- Data entries
******
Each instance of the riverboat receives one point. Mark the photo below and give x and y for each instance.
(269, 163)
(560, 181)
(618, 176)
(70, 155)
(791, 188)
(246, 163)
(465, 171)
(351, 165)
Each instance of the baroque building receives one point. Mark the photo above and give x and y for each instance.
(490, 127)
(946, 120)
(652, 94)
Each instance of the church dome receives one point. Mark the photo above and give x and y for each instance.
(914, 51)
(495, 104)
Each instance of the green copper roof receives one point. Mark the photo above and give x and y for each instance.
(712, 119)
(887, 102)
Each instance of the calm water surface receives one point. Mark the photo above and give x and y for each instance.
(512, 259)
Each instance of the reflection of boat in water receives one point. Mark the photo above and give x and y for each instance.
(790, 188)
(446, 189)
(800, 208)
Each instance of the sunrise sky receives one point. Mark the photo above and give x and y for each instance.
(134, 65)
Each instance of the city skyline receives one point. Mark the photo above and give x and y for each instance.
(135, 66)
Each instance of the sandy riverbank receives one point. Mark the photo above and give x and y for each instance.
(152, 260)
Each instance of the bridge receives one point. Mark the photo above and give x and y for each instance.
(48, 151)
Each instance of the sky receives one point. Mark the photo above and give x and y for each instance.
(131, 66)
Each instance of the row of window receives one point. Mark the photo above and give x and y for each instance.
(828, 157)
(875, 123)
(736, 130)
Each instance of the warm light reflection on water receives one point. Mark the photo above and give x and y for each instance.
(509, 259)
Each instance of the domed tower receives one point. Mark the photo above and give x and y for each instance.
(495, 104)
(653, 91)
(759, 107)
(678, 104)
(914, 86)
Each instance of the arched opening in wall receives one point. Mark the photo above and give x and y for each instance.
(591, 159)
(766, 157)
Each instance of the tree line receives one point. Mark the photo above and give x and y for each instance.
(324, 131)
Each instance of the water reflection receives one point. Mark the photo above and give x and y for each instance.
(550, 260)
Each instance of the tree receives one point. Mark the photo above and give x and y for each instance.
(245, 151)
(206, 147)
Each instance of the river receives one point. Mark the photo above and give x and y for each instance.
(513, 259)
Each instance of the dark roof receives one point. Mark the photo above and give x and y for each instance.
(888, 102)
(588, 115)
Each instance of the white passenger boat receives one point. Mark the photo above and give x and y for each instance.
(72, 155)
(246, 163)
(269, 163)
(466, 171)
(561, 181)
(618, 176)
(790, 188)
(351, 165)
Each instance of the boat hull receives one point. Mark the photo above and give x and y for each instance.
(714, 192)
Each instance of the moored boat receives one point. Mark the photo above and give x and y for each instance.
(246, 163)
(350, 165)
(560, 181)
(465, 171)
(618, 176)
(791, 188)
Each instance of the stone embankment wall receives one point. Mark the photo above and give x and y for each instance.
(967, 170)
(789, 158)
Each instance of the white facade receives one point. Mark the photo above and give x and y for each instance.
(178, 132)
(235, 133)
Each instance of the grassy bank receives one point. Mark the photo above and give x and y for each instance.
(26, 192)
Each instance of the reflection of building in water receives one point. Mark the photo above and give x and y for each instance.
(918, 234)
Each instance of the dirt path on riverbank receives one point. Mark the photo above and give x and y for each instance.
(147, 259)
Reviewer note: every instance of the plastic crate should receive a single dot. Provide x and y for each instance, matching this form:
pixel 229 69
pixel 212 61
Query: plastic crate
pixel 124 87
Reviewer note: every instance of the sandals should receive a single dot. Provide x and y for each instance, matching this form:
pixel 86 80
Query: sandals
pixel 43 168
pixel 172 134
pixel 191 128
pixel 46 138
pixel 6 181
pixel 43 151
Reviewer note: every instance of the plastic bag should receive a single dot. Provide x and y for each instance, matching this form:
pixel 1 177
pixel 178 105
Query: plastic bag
******
- Task goal
Copy out, unchanged, the lines of the material above, starting at the line containing "Each instance of the boat" and ending at the line containing "pixel 43 151". Include both of those lines.

- Exercise result
Each instance of the boat hull receives one point. Mark the photo above and give x and y for each instance.
(714, 192)
Each instance of the moored boat receives one point. Mark the photo above and give x and y for each instance.
(246, 163)
(350, 165)
(560, 181)
(465, 171)
(618, 176)
(791, 188)
Each instance of the stone embankment wall receives one point. Mark the photo above and give x and y for each instance.
(967, 170)
(789, 158)
Each instance of the white facade receives one point. Mark the photo above and give x and y for each instance.
(178, 132)
(235, 133)
Each instance of the grassy bank receives one point. Mark the photo above and give x and y for each instance.
(26, 192)
Each instance of the reflection of building in water receives one point. Mark the photo above and give x and y for each instance.
(918, 234)
Each instance of the dirt path on riverbank receives one point. Mark the photo above and give x and y for each instance.
(147, 259)
Reviewer note: every instance of the plastic crate should receive a single dot. Provide x and y for each instance, matching this form:
pixel 229 69
pixel 212 61
Query: plastic crate
pixel 124 87
Reviewer note: every instance of the sandals should receive a single dot. Provide x and y for each instance, matching this form:
pixel 86 80
Query: sandals
pixel 43 168
pixel 172 134
pixel 191 128
pixel 46 138
pixel 6 181
pixel 43 151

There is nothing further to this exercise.